• Tasks to carry out:
1 – For the text on file hashing and the block store, decide whether each statement below agrees with it: (a) the maximum file size for deduplication detection is 4GB; (b) the primary hash used to recognize identical files is 128 bits; (c) the block store is useful for data aligned on boundaries smaller than 0x100 bytes. Answer yes or no for each and quote the words from the text that decide it.
2 – Copy from the text on file hashing and the block store the passage between "A consideration whenever" and "times more likely).", inclusive.

--- Start Text segment ---

I chose an SHA1 hash (160 bit) for the primary hash to recognize identical files, and I decided to augment that with the 32bit file size. In retrospect this does not offer a full 32bits of Shannon entropy because file-size is not evenly distributed, but I estimate that there are still at least 10 bits of entropy, resulting in a total of 170bits. The objects used to represent the file’s data are named:

<file-hash-in-hex>-<filesize in hex>/zzzc

E.g.:

931a8bcede83e83e65101920100a4124aec1f297-14800000/0f1c

Where ‘c’ is a character that represents whether this particular block is compressed or not(c/n) and ‘zzz’ represents the upper part of the file offset for this block of data i.e. 0xzzz00000. This means that each file represents at most 1MB of the file data, and there can be at most 4,096 objects for any one file (the maximum file size for deduplication detection is 4GB). It was designed this way to reduce data-transfer for operations where only part of a file is requested to be retrieved, implemented by function RetrieveFilePortion().

A consideration whenever using hashes to distinctly recognize discrete data sequences like files is the possibility of the same hash being used to identify two different files, known as a “hash collision”. A good discussion of this topic and the underlying “birthday problem” is located here:

http://preshing.com/20110504/hash-collision-probabilities/

The simplified calculation is that the probability of a collision is approximated as: k^2/2N where ‘k’ is the number of values (hashes in this case) generated and ‘N’ is the total address space (different possible hash values). So, given say 10,000,000 common-files detected by the server, the probability that there is a collision in this case will be 10,000,000 ^ 2 / 2 * 2 ^ 170 which is ~ 3 x10^-38 (the odds of a meteor hitting your house are millions of times more likely).

Block store design

Although the primary use-case for the design of block store was to store file (or disk image) data, the store may be used as an efficient compressed store for any unstructured data where there is a high likelihood of data blocks that are identical. The block store will only be useful in the case where data is consistently aligned on some boundary and greater than 0x100 bytes, up to (ideally exactly) 0x1000 bytes (or multiples thereof) so that blocks containing the same data can be detected. The typical use-case would be “image backup” where data blocks are always aligned on sector boundaries (usually 0x200 or 0x1000), or the backup of traditional file data where contents remain the same, without insertions/deletions causing the data to have different new alignments. Data being written at the end of the data, appending to existing data, is handled efficiently since only the new blocks added will need to be stored.

--- End Text segment ---
--- Start Given records ---

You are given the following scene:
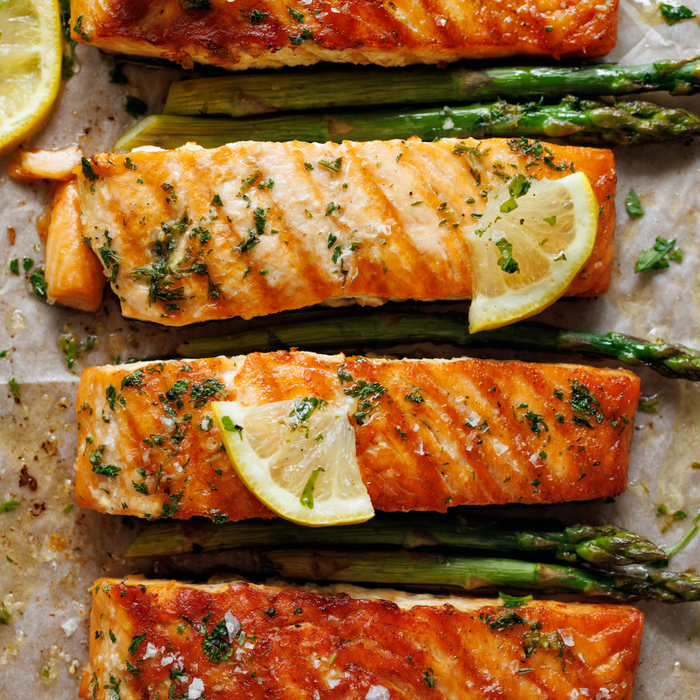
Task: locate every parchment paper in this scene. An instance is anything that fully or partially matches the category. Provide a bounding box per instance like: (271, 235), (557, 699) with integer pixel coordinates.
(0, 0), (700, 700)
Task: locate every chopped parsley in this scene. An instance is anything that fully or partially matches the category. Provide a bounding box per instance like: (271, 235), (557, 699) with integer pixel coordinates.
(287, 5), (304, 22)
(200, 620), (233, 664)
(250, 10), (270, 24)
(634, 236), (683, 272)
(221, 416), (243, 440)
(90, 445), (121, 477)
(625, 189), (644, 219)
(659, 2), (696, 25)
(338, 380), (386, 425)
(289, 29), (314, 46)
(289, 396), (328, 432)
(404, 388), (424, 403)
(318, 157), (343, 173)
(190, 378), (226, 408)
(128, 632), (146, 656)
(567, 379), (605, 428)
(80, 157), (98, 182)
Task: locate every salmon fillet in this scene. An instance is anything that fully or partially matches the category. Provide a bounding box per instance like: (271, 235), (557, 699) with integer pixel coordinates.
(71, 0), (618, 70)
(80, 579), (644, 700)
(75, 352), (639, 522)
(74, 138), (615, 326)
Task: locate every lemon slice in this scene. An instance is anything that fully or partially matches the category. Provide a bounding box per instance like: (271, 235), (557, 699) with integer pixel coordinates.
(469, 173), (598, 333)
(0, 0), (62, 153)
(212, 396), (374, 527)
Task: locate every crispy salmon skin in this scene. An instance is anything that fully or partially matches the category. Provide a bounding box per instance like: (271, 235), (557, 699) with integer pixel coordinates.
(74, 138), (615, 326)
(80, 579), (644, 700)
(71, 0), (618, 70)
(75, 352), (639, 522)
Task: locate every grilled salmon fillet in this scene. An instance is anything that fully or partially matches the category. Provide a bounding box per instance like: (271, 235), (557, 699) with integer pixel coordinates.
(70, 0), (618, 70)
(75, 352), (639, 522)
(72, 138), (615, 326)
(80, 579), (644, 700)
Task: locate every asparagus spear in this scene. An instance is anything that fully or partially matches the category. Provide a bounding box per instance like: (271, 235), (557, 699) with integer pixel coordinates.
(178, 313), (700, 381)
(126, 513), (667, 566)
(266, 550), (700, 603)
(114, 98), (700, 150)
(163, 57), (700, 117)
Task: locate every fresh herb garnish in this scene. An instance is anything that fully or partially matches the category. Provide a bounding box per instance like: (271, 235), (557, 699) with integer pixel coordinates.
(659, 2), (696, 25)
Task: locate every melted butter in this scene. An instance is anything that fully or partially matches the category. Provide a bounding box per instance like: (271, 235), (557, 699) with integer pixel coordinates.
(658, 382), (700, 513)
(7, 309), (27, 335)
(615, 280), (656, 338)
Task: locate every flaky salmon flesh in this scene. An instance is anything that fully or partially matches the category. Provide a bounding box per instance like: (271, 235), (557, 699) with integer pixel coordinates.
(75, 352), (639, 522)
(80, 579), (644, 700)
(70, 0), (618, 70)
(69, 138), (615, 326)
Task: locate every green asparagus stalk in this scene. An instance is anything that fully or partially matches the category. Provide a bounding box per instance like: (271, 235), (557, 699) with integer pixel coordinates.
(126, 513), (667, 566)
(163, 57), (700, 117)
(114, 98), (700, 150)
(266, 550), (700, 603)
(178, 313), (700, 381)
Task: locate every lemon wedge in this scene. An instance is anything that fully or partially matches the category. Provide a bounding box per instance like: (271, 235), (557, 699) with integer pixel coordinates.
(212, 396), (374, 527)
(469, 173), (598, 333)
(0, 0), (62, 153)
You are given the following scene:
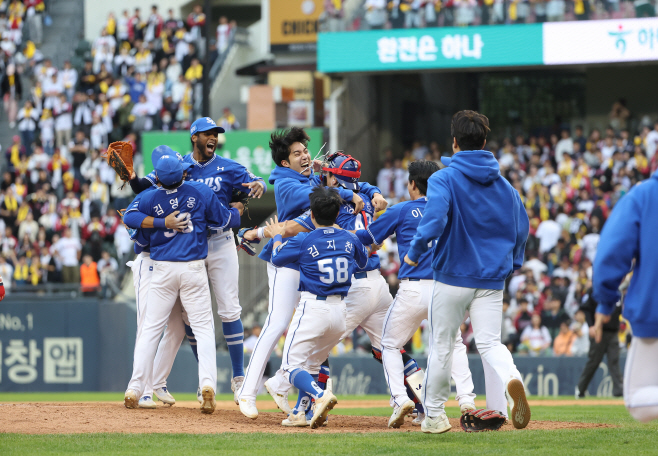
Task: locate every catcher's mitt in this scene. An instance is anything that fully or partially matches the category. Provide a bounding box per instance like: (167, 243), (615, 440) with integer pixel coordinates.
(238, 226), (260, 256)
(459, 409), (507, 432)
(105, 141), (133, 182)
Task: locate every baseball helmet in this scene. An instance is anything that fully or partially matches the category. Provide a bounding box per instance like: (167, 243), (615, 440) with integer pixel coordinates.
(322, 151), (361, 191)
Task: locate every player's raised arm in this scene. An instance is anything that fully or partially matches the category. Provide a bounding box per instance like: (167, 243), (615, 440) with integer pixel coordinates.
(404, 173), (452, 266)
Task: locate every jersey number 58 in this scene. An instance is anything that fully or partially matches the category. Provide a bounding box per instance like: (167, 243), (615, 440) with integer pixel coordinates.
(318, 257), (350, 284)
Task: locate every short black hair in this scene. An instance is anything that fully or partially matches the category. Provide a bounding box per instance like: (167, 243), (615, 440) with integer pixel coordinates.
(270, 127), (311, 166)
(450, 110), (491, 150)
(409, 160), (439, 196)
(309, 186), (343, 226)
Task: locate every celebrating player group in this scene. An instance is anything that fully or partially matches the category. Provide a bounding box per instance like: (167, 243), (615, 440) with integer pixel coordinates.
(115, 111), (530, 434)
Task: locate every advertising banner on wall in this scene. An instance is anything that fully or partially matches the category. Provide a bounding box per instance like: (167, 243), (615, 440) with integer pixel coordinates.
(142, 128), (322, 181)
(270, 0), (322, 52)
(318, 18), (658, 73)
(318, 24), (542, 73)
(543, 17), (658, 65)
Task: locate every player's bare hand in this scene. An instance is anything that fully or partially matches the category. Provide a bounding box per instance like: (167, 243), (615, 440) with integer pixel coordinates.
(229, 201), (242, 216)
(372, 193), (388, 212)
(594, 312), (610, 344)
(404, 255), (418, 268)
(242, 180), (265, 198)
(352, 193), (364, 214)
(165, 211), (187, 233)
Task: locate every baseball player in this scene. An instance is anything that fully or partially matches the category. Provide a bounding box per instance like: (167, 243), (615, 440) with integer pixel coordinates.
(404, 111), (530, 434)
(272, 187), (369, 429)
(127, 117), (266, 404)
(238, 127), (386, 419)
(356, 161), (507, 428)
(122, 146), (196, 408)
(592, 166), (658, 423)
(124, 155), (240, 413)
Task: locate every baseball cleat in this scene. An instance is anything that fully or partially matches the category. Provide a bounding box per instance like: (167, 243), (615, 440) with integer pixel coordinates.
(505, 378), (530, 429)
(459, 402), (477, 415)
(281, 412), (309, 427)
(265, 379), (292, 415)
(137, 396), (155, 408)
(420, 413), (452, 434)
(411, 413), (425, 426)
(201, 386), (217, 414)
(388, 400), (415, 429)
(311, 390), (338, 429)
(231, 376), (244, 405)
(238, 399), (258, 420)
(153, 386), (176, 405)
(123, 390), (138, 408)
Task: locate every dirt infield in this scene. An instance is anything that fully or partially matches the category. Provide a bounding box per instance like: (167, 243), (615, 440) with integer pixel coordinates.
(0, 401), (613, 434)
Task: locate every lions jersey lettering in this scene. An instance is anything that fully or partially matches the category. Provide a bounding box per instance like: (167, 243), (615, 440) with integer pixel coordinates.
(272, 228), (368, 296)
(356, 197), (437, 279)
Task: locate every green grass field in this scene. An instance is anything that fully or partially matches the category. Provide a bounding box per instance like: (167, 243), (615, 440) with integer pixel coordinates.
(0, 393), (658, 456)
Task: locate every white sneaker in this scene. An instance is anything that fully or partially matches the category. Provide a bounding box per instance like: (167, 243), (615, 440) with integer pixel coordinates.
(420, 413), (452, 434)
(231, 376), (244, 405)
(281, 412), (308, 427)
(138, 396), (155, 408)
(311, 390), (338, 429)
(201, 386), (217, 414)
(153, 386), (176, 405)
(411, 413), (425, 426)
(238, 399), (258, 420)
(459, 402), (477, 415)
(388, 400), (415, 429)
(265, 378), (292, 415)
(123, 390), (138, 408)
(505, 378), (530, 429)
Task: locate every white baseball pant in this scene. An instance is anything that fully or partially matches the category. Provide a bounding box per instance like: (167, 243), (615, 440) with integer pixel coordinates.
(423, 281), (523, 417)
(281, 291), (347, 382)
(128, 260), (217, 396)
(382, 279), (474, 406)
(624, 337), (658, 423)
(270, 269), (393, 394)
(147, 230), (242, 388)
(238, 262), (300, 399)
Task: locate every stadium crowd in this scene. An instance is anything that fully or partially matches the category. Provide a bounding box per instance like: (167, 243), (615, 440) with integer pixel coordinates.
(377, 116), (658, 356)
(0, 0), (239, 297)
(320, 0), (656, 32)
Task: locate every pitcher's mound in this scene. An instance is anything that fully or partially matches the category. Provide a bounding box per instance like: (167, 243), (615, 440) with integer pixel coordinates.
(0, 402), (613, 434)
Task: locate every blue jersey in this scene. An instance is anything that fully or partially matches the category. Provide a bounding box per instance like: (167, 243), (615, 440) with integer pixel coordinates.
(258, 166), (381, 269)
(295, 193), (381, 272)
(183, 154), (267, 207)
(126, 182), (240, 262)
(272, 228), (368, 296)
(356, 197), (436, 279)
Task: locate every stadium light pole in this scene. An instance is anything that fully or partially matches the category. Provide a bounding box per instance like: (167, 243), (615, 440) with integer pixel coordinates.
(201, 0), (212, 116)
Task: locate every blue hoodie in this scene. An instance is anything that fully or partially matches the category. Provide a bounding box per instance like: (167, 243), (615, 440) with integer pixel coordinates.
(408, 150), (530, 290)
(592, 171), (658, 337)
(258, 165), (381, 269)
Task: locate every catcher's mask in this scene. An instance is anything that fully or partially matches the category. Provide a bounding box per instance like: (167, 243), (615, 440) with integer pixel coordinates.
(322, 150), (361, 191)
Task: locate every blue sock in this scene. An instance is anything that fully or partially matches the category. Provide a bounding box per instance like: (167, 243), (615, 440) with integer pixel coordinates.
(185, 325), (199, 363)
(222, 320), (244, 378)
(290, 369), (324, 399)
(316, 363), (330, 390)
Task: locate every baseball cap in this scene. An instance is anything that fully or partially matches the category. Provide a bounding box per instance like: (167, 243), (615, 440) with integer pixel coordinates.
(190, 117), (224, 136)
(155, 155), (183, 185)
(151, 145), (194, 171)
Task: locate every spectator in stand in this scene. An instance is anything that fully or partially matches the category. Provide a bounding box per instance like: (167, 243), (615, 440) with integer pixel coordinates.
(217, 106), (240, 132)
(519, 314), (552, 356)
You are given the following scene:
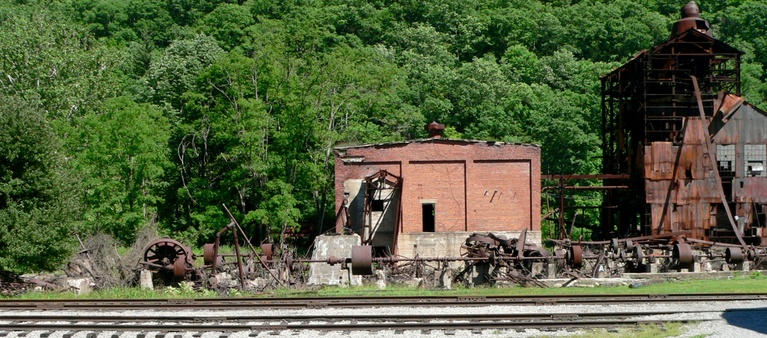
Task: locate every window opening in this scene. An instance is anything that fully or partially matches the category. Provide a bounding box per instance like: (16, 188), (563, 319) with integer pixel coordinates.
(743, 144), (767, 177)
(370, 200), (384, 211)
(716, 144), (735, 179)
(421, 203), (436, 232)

--- End Given records ---

• Results for each task:
1 –
(a) Yes: "the maximum file size for deduplication detection is 4GB"
(b) No: "I chose an SHA1 hash (160 bit) for the primary hash"
(c) No: "consistently aligned on some boundary and greater than 0x100 bytes"

2 –
A consideration whenever using hashes to distinctly recognize discrete data sequences like files is the possibility of the same hash being used to identify two different files, known as a “hash collision”. A good discussion of this topic and the underlying “birthday problem” is located here:

http://preshing.com/20110504/hash-collision-probabilities/

The simplified calculation is that the probability of a collision is approximated as: k^2/2N where ‘k’ is the number of values (hashes in this case) generated and ‘N’ is the total address space (different possible hash values). So, given say 10,000,000 common-files detected by the server, the probability that there is a collision in this case will be 10,000,000 ^ 2 / 2 * 2 ^ 170 which is ~ 3 x10^-38 (the odds of a meteor hitting your house are millions of times more likely).